» Instructions to follow: Can you quote exactly the stretch of lines from the one with "of the concrete" through the final line of the material, both ends included?

» Task material:
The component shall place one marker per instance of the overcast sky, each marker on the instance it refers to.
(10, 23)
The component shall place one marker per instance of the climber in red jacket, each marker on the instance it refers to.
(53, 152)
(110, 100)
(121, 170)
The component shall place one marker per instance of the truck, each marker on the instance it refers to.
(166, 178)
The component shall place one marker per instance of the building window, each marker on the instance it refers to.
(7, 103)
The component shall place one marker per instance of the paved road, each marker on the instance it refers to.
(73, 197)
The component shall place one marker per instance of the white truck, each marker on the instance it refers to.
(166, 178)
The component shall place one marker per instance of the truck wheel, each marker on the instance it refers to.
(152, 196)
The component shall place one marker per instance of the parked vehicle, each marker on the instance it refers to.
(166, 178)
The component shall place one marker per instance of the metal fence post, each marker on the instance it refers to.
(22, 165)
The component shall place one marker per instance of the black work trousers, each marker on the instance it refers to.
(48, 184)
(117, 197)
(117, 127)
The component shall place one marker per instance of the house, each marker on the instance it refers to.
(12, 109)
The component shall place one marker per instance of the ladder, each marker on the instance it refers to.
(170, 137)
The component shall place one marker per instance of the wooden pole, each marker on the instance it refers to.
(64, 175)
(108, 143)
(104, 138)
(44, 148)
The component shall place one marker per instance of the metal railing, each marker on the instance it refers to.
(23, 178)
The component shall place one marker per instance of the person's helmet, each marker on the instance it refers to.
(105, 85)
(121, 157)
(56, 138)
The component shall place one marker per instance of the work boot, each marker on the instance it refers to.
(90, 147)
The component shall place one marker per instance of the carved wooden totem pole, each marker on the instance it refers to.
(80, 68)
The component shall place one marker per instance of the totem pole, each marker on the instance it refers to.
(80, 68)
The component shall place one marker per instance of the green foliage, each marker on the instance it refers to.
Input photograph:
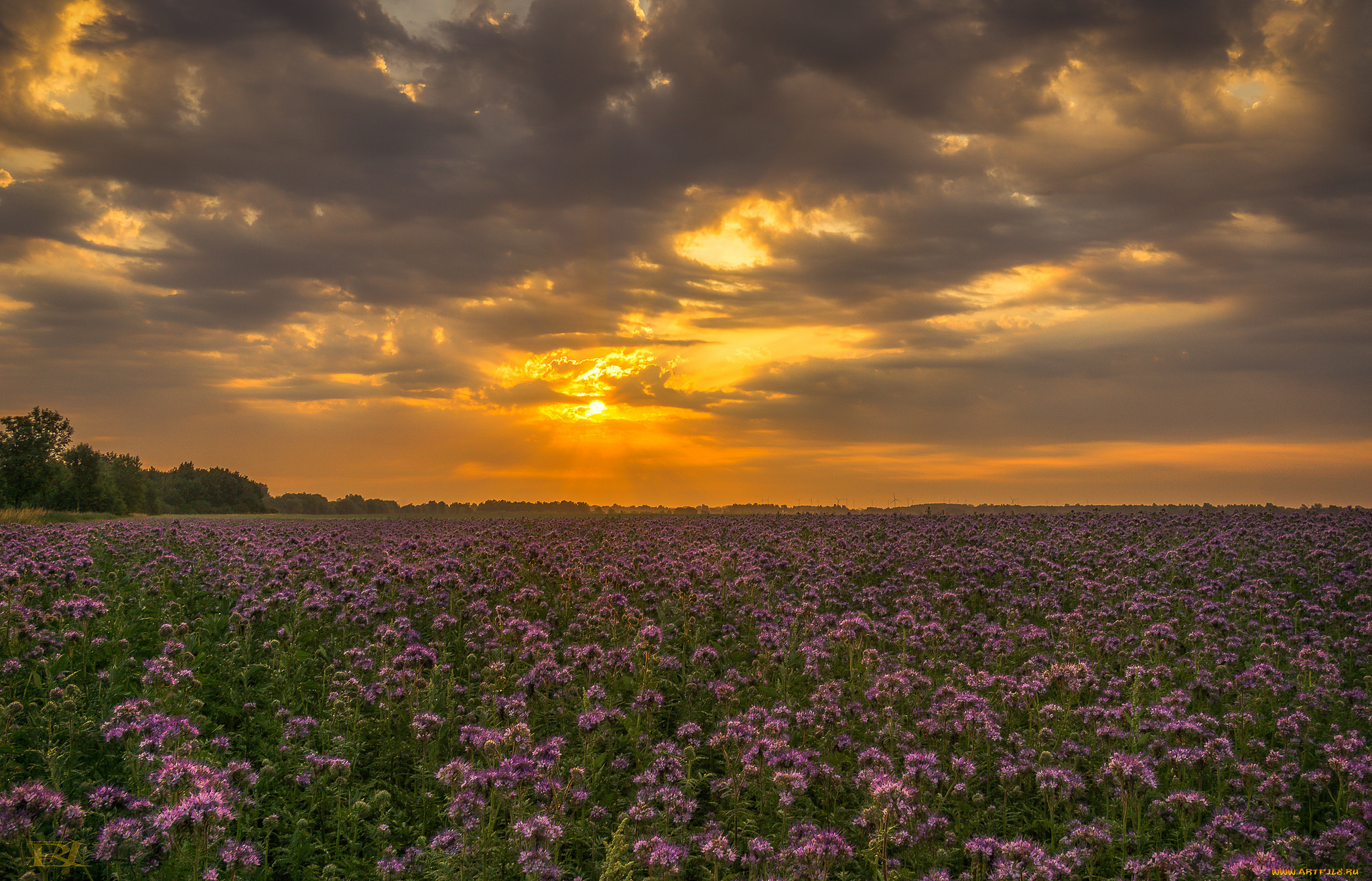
(31, 446)
(187, 489)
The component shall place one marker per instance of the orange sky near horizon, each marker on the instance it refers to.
(699, 253)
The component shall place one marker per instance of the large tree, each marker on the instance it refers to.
(29, 456)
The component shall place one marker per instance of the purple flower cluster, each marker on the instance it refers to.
(1157, 695)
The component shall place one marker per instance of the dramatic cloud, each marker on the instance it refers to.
(700, 250)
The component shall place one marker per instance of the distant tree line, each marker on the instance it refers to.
(42, 468)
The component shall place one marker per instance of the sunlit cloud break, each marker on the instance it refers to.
(697, 251)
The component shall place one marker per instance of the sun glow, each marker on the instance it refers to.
(742, 236)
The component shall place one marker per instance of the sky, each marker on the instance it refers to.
(700, 251)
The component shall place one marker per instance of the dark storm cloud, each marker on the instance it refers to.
(530, 195)
(344, 27)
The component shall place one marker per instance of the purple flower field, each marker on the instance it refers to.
(880, 696)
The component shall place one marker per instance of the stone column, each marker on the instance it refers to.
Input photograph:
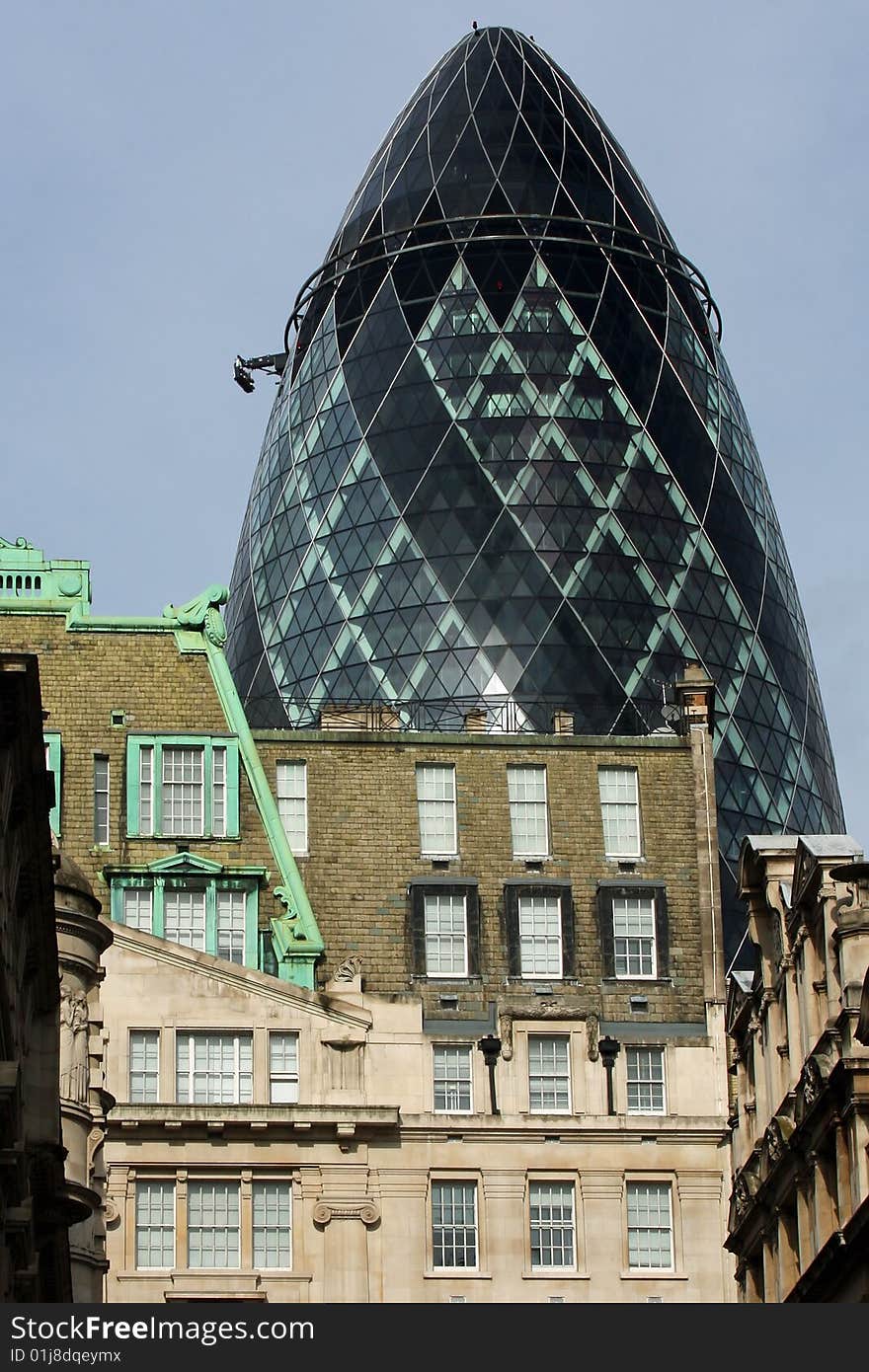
(81, 940)
(345, 1212)
(602, 1198)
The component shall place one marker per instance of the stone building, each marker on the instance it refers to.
(799, 1210)
(83, 939)
(389, 1016)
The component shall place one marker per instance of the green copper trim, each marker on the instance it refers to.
(295, 938)
(29, 583)
(53, 763)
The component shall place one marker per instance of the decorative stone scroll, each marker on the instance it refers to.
(73, 1043)
(203, 612)
(366, 1210)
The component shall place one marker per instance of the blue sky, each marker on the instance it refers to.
(172, 172)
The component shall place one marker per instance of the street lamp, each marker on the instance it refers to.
(490, 1048)
(608, 1050)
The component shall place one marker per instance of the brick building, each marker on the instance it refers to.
(315, 932)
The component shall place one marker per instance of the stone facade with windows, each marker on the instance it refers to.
(313, 933)
(799, 1207)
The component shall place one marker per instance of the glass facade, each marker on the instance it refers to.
(507, 465)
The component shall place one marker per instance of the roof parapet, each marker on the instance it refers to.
(31, 583)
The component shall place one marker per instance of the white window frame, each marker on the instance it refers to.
(619, 811)
(531, 940)
(272, 1224)
(528, 818)
(147, 1041)
(634, 938)
(154, 1221)
(231, 906)
(182, 792)
(450, 1082)
(239, 1077)
(283, 1066)
(436, 938)
(646, 1077)
(139, 903)
(636, 1191)
(186, 917)
(222, 1234)
(210, 792)
(456, 1235)
(435, 801)
(556, 1228)
(545, 1077)
(291, 787)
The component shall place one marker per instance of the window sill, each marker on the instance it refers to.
(456, 1273)
(555, 1275)
(637, 981)
(651, 1275)
(186, 838)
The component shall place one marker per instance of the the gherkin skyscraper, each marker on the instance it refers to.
(509, 465)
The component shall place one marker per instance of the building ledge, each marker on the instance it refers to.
(341, 1121)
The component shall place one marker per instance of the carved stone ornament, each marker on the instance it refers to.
(366, 1210)
(506, 1033)
(73, 1043)
(203, 612)
(349, 970)
(777, 1133)
(292, 915)
(812, 1083)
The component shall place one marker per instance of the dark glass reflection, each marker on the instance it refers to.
(509, 465)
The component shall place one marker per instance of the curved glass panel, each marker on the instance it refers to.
(509, 467)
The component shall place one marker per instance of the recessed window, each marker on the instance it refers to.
(633, 936)
(144, 1065)
(551, 1206)
(646, 1080)
(101, 799)
(231, 925)
(184, 917)
(137, 907)
(540, 929)
(283, 1068)
(191, 901)
(540, 936)
(272, 1206)
(443, 928)
(549, 1073)
(214, 1068)
(292, 804)
(183, 788)
(650, 1224)
(452, 1079)
(619, 805)
(213, 1224)
(446, 935)
(435, 798)
(155, 1224)
(453, 1224)
(526, 789)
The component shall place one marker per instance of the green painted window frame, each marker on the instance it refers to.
(158, 883)
(134, 744)
(53, 762)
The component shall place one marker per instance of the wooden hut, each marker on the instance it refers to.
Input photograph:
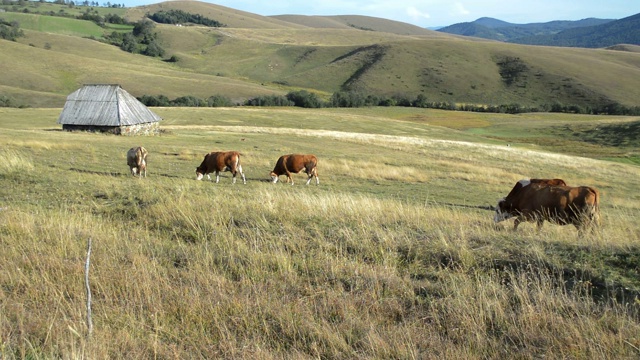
(107, 108)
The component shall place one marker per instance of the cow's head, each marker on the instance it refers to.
(502, 211)
(274, 177)
(199, 173)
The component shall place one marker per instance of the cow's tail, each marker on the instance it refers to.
(311, 166)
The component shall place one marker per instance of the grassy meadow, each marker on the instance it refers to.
(393, 255)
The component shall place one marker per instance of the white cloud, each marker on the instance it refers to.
(417, 14)
(460, 9)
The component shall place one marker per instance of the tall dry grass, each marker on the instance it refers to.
(275, 272)
(390, 257)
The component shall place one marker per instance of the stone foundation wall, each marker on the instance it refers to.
(140, 129)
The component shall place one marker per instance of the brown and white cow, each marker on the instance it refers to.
(294, 163)
(563, 205)
(217, 161)
(137, 161)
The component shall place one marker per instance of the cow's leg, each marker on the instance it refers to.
(244, 180)
(516, 222)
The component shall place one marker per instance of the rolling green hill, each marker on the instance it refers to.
(254, 55)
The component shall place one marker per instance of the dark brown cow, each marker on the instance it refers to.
(563, 205)
(524, 182)
(294, 163)
(217, 161)
(137, 161)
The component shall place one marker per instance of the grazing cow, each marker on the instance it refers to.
(217, 161)
(524, 182)
(562, 205)
(137, 161)
(294, 163)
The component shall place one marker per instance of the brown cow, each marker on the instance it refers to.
(562, 205)
(137, 161)
(294, 163)
(217, 161)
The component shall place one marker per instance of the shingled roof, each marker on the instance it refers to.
(105, 105)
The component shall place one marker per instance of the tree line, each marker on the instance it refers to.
(352, 99)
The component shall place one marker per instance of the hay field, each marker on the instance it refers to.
(393, 255)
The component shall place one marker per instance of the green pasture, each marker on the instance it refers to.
(55, 24)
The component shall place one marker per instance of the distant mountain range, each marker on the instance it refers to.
(588, 33)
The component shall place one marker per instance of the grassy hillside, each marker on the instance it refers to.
(393, 255)
(255, 55)
(365, 23)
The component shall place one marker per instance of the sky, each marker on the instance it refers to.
(436, 13)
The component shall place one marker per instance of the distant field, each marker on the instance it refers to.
(380, 260)
(55, 24)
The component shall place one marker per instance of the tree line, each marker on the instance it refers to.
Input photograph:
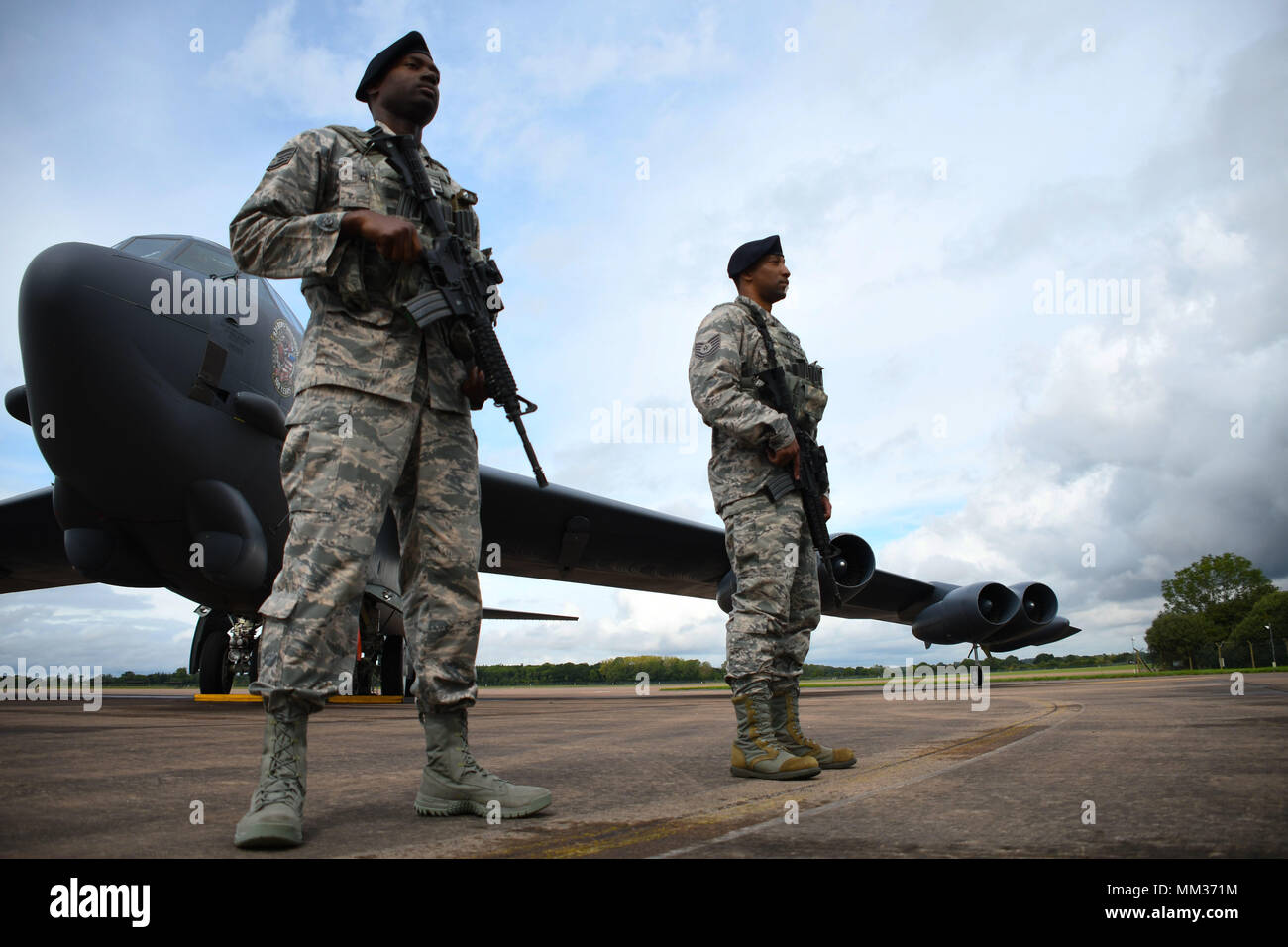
(1216, 613)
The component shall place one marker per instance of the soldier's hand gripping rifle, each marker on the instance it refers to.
(812, 460)
(463, 287)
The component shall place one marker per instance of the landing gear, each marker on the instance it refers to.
(390, 667)
(215, 674)
(977, 673)
(224, 647)
(381, 659)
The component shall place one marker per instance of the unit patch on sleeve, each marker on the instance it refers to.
(703, 350)
(281, 159)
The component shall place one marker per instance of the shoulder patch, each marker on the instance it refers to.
(703, 350)
(281, 158)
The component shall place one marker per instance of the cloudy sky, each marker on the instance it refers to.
(932, 169)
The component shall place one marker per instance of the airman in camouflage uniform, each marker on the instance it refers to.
(381, 418)
(776, 603)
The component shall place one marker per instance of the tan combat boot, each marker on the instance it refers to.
(454, 784)
(275, 815)
(755, 750)
(785, 711)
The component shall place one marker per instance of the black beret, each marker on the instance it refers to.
(386, 59)
(751, 253)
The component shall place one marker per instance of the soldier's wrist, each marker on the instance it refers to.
(782, 434)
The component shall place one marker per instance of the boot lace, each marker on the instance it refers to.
(471, 766)
(283, 775)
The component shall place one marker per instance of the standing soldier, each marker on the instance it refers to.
(381, 416)
(776, 604)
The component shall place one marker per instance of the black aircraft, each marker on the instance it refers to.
(156, 384)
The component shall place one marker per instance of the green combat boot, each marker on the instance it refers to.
(275, 813)
(755, 750)
(785, 711)
(452, 784)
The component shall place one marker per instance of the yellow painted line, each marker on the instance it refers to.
(227, 698)
(840, 787)
(254, 698)
(374, 698)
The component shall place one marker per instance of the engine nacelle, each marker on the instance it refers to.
(969, 613)
(1052, 631)
(1038, 607)
(853, 565)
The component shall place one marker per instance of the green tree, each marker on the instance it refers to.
(1175, 637)
(1220, 587)
(1270, 609)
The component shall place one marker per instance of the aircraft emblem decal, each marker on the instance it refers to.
(283, 359)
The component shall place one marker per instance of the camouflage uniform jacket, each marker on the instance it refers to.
(726, 354)
(290, 227)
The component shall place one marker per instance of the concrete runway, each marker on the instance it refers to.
(1176, 767)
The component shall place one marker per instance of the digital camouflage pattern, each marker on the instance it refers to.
(726, 354)
(378, 420)
(290, 227)
(776, 605)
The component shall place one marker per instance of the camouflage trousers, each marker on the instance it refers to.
(776, 605)
(347, 458)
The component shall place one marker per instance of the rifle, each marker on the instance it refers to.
(812, 462)
(463, 289)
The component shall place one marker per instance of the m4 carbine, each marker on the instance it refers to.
(812, 459)
(464, 287)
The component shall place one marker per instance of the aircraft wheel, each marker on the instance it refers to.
(214, 674)
(390, 667)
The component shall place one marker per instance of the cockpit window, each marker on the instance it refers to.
(281, 304)
(151, 248)
(206, 260)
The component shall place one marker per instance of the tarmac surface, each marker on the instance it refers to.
(1175, 767)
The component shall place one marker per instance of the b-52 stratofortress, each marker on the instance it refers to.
(156, 384)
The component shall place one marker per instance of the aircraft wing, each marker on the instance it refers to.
(570, 536)
(31, 545)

» Complete answer:
The component shall place one marker per instance of the concrete runway, each marker on the instance it refers to.
(1176, 767)
The component shall place one marker per instance of the digital camouflage pattern, each marker on the instance it refers to.
(726, 354)
(378, 420)
(290, 227)
(776, 605)
The component shall place one marker per instance of the camouflage trousers, each marker on the instance it refers to.
(776, 605)
(347, 458)
The component shall place one marker per instance of the rifle, each marker on the instance it refers to.
(812, 462)
(463, 289)
The component shall place one marker per instance of the m4 carbine, each marker on the instance it refers to.
(812, 459)
(464, 287)
The component shall place one marker per instance of the aircraft wheel, each marker on the instance it refers to.
(214, 674)
(390, 667)
The component shall place one marker per instance of the cockpit window, each marker on the instance it refers to.
(281, 304)
(151, 248)
(206, 260)
The component shall place one marker per instance of the tarmac surface, each marker on the instance it refers to.
(1175, 767)
The component shall place one marker per instance of the b-52 stratofortress, each marker on the instance it refers to.
(156, 384)
The component shall place one marker per instance of the aircraft wing, each marker on the instance it refers to.
(570, 536)
(31, 545)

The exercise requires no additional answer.